## WORK TO COMPLETE
a - From the Erigon bug report, list every field set in the resubscribeSub struct literal inside ResubscribeErr.
b - Carry on the Erigon bug report after its last sentence.

Submitted on Dec 2nd 2024 at 17:36:30 UTC by @CertiK for
Report Type: Blockchain/DLT
Target: https://github.com/ledgerwatch/erigon
Impacts:
(Specifications) A bug in specifications with no direct impact on client implementations
Description
Brief/Intro
ResubscribeErr
located in Ethereum client Erigon ( https://github.com/erigontech/erigon ) is intended to perform event subscription. It waits for the subscription to fail and calls fn again. This process repeats until Unsubscribe
is called or the active subscription ends successfully. The resub goroutine needs to live long enough to read from the unsub channel. Otherwise, an Unsubscribe call deadlocks when writing to the unblock unsub channel.
Vulnerability Details
Affected Codebase:
https://github.com/erigontech/erigon/tree/v2.61.0-beta1
In the event package, the ResubscribeErr()
function is utilized to track the active subscription until Unsubscribe
is called or the active subscription ends successfully:
https://github.com/erigontech/erigon/blob/v2.61.0-beta1/event/subscription.go#L117
Copy func ResubscribeErr(backoffMax time.Duration, fn ResubscribeErrFunc) Subscription {
s := &resubscribeSub{
waitTime: backoffMax / 10,
backoffMax: backoffMax,
fn: fn,
err: make(chan error),
unsub: make(chan struct{}),
}
go s.loop()
return s
}
As mentioned in the geth (go-ethereum) PR: https://github.com/ethereum/go-ethereum/pull/28359
Please note the unblock channel is used for unsubscribing, which is initialized with an inner goroutine call.
Impact Details
If not properly structured in the resubscribe scenario, an Unsubscribe call can deadlock when attempting to write to the unblock unsub channel.

[Recorded data]
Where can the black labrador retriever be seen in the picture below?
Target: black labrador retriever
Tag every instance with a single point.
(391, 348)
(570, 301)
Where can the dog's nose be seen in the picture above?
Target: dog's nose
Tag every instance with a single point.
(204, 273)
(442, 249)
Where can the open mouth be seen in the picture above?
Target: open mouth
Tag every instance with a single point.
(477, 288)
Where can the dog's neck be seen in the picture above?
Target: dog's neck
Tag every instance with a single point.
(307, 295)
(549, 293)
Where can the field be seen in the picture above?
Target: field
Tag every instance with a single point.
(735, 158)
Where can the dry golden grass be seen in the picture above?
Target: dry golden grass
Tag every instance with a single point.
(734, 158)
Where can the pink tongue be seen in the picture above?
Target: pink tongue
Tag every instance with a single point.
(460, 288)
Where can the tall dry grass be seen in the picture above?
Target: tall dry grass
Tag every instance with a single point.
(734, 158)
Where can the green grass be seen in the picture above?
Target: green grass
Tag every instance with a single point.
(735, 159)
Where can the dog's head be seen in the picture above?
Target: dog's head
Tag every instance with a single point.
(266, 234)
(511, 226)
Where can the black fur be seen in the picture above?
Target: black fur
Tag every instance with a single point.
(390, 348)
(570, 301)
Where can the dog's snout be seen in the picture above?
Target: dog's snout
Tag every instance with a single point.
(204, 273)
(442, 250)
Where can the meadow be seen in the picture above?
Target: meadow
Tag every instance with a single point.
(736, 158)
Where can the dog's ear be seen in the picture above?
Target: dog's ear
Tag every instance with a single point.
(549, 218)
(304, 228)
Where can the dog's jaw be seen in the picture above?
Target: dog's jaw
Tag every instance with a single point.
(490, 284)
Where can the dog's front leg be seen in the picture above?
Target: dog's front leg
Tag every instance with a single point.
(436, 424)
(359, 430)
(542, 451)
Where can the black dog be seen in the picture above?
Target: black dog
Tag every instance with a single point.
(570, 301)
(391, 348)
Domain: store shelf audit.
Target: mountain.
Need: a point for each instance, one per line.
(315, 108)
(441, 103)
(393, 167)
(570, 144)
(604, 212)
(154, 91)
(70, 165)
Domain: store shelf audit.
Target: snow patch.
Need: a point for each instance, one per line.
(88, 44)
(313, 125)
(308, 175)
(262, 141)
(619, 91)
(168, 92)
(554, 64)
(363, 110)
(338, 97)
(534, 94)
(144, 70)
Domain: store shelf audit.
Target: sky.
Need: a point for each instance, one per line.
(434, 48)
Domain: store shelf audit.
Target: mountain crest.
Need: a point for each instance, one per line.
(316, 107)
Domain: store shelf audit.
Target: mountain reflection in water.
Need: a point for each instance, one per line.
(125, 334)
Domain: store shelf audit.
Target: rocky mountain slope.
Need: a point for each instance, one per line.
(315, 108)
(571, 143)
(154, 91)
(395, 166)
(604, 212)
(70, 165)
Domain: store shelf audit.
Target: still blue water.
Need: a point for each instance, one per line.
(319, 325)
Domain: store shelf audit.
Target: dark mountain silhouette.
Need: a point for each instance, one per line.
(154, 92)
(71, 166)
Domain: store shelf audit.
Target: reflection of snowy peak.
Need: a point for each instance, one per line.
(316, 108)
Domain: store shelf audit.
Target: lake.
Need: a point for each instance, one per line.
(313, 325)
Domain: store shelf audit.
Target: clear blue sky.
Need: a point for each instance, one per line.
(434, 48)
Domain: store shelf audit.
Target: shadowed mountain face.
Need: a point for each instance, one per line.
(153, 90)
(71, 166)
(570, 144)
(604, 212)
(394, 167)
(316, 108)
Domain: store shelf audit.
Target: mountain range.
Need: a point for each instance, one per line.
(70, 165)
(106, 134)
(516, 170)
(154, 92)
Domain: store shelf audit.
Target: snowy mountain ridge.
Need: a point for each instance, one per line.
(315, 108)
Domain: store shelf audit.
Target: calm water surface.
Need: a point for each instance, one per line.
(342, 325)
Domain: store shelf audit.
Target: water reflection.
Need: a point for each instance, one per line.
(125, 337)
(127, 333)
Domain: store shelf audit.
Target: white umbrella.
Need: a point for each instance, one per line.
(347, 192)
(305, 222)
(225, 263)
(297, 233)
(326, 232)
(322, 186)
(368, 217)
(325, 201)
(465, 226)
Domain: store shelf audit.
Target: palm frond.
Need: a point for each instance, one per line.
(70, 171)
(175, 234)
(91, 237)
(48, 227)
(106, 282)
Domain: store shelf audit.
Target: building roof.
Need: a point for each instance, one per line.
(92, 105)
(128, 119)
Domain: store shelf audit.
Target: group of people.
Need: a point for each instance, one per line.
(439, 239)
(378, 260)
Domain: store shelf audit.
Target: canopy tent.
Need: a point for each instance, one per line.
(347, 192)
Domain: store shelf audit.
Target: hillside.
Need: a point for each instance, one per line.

## SOLVED PROBLEMS
a - waitTime, backoffMax, fn, err, unsub

b -
References
https://github.com/erigontech/erigon/blob/v2.61.0-beta1
https://github.com/ethereum/go-ethereum/pull/28359
Proof of Concept
Proof of Concept
For simplicity, we can reuse the test from geth (go-ethereum) (https://github.com/ethereum/go-ethereum/pull/28359) to verify the issue:
Copy package event
import (
"context"
"errors"
"fmt"
"reflect"
"testing"
"time"
)
func TestResubscribeWithCompletedSubscription(t *testing.T) {
t.Parallel()
quitProducerAck := make(chan struct{})
quitProducer := make(chan struct{})
sub := ResubscribeErr(100*time.Millisecond, func(ctx context.Context, lastErr error) (Subscription, error) {
return NewSubscription(func(unsubscribed <-chan struct{}) error {
select {
case <-quitProducer:
quitProducerAck <- struct{}{}
return nil
case <-unsubscribed:
return nil
}
}), nil
})
// Ensure producer has started and exited before Unsubscribe
close(quitProducer)
<-quitProducerAck
sub.Unsubscribe()
}
The test result shows a fatal error of all goroutines are asleep - deadlock!
as follows:
Copy === RUN TestResubscribeWithCompletedSubscription
=== PAUSE TestResubscribeWithCompletedSubscription
=== CONT TestResubscribeWithCompletedSubscription
fatal error: all goroutines are asleep - deadlock!
goroutine 1 [chan receive]:
testing.tRunner.func1()
/usr/local/go/src/testing/testing.go:1650 +0x4ab
testing.tRunner(0xc00010a4e0, 0xc000131c70)
/usr/local/go/src/testing/testing.go:1695 +0x134
testing.runTests(0xc000010030, {0xabafc60, 0xc, 0xc}, {0x1?, 0xaa0e92e?, 0x0?})
/usr/local/go/src/testing/testing.go:2159 +0x445
testing.(*M).Run(0xc0000780a0)
/usr/local/go/src/testing/testing.go:2027 +0x68b
main.main()
_testmain.go:79 +0x16c
goroutine 6 [chan send]:
github.com/ledgerwatch/erigon/event.(*resubscribeSub).Unsubscribe.func1()
/Users/xxx/erigon/event/subscription.go:146 +0x25
sync.(*Once).doSlow(0xa95e952?, 0xc000024300?)
/usr/local/go/src/sync/once.go:74 +0xc2
sync.(*Once).Do(...)
/usr/local/go/src/sync/once.go:65
github.com/ledgerwatch/erigon/event.(*resubscribeSub).Unsubscribe(0xc000024360?)
/Users/xxx/erigon/event/subscription.go:145 +0x3c
github.com/ledgerwatch/erigon/event.TestResubscribeWithCompletedSubscription(0xc00010a680?)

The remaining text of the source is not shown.